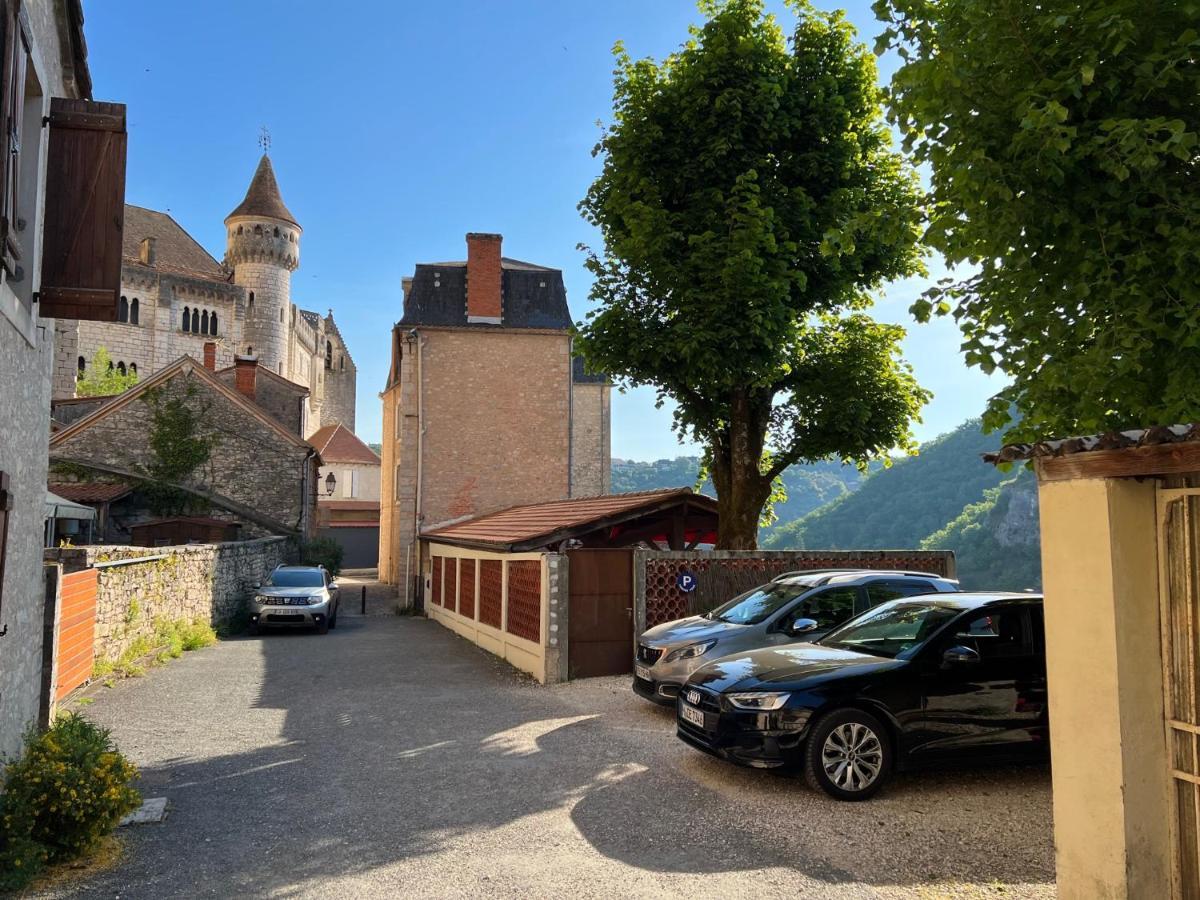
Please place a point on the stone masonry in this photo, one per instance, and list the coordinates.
(210, 582)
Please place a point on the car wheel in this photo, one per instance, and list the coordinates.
(849, 755)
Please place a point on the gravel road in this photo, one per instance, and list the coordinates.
(391, 757)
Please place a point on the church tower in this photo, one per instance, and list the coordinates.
(263, 250)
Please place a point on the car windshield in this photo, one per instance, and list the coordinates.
(295, 579)
(756, 605)
(894, 630)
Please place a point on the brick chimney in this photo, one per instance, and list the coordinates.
(484, 277)
(245, 375)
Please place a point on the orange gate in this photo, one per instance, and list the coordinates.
(77, 628)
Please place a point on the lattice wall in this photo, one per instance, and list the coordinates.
(451, 581)
(467, 588)
(720, 579)
(437, 581)
(491, 591)
(525, 599)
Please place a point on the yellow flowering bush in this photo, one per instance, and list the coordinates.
(69, 790)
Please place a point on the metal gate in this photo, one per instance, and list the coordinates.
(1179, 564)
(600, 612)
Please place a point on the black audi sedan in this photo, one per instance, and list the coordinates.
(921, 681)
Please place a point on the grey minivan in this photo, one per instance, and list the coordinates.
(792, 607)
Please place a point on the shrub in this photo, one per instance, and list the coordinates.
(69, 790)
(323, 551)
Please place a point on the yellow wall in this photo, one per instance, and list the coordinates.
(1110, 772)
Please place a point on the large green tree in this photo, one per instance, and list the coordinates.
(1062, 143)
(749, 203)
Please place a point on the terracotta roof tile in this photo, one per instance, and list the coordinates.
(540, 523)
(336, 443)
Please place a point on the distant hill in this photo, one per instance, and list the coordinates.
(808, 486)
(898, 507)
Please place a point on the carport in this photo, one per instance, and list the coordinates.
(550, 586)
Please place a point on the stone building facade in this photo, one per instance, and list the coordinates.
(55, 67)
(175, 298)
(485, 407)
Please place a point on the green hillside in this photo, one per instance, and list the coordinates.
(900, 505)
(808, 486)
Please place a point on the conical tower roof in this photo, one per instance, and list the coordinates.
(263, 196)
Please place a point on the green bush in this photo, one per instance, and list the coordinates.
(69, 790)
(323, 551)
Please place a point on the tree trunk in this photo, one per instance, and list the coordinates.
(742, 490)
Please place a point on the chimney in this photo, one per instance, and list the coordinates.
(484, 277)
(245, 373)
(145, 253)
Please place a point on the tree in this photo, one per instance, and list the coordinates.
(102, 379)
(749, 202)
(1062, 141)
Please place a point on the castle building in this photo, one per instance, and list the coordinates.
(485, 406)
(175, 298)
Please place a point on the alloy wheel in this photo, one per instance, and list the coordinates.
(852, 756)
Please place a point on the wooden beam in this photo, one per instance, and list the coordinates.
(1180, 459)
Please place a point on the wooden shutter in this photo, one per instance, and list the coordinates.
(84, 210)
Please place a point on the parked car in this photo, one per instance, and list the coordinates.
(921, 681)
(796, 606)
(295, 597)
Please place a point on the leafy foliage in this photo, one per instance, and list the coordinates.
(323, 551)
(69, 790)
(1063, 142)
(102, 379)
(749, 203)
(898, 507)
(995, 540)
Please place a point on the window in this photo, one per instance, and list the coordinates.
(829, 607)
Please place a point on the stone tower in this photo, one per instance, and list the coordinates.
(263, 250)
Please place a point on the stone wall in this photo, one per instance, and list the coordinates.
(197, 581)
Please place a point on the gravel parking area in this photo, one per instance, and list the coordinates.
(390, 757)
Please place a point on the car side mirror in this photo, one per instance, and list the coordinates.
(804, 627)
(959, 654)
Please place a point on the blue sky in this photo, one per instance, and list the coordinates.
(396, 129)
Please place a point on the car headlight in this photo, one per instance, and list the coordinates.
(690, 652)
(759, 701)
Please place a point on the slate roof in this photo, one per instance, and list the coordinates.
(263, 196)
(336, 443)
(177, 252)
(533, 297)
(539, 525)
(1090, 443)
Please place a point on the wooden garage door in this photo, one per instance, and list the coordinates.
(600, 616)
(77, 630)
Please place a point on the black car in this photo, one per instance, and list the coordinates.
(919, 681)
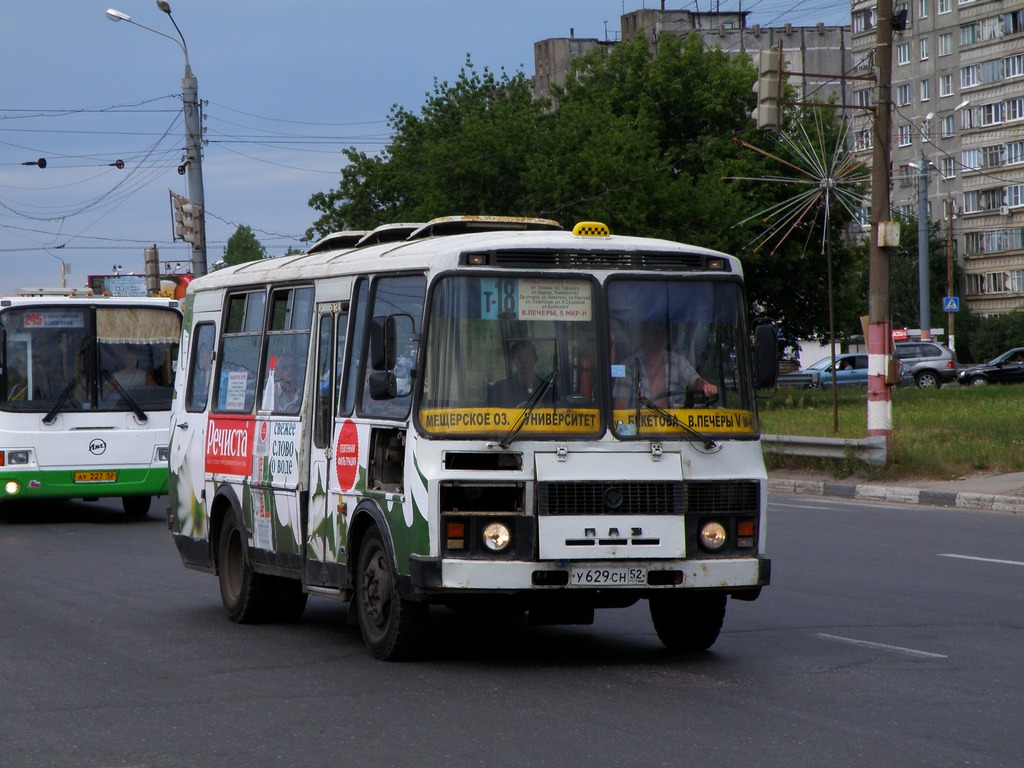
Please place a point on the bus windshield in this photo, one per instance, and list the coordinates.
(510, 355)
(85, 357)
(680, 363)
(510, 352)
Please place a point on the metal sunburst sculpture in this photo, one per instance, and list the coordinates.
(827, 174)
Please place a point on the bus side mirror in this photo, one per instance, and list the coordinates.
(392, 354)
(765, 356)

YOUR TASK - Look for the line that contains "Please place a point on the stone tower", then please copy it and the rest of the lines through the end of the data, pictures excluded.

ANSWER FOR THIS EXERCISE -
Please place a point on the stone tower in this photo, one per instance, and list the coordinates.
(263, 250)
Please place a point on the stone wall in this photo, one per instance, and list the coordinates.
(197, 581)
Please place a point on the gravel parking area in this photo, one per instance, and list the coordinates.
(390, 757)
Please place a point on the car side mirror in this photo, one per instance, and list the coordinates.
(804, 627)
(959, 654)
Please place a point on the blue sky in this photo, one per instance, and list the coordinates.
(396, 129)
Please place a point on the car headlight in this photo, one per instance, and list the coordinates.
(690, 652)
(759, 701)
Please place a point on the slate roof in this photo, one per instance, and list the coordinates.
(263, 196)
(336, 443)
(177, 252)
(533, 297)
(539, 525)
(1090, 443)
Please place a point on the wooden garage door in this photo, one per instance, and list the coordinates.
(600, 616)
(77, 630)
Please place a point on the black car in this photo, one per instance, and list the coordinates.
(919, 681)
Please place a point on the bus windshield in this photo, one per instance, and list the coordinates.
(510, 355)
(85, 357)
(680, 363)
(510, 352)
Please place a point on the metal sunburst sculpture in this photo, one per instance, and list the coordinates.
(827, 174)
Please place a point on the bus side mirror in this photo, one per instance, and list the coordinates.
(392, 354)
(765, 356)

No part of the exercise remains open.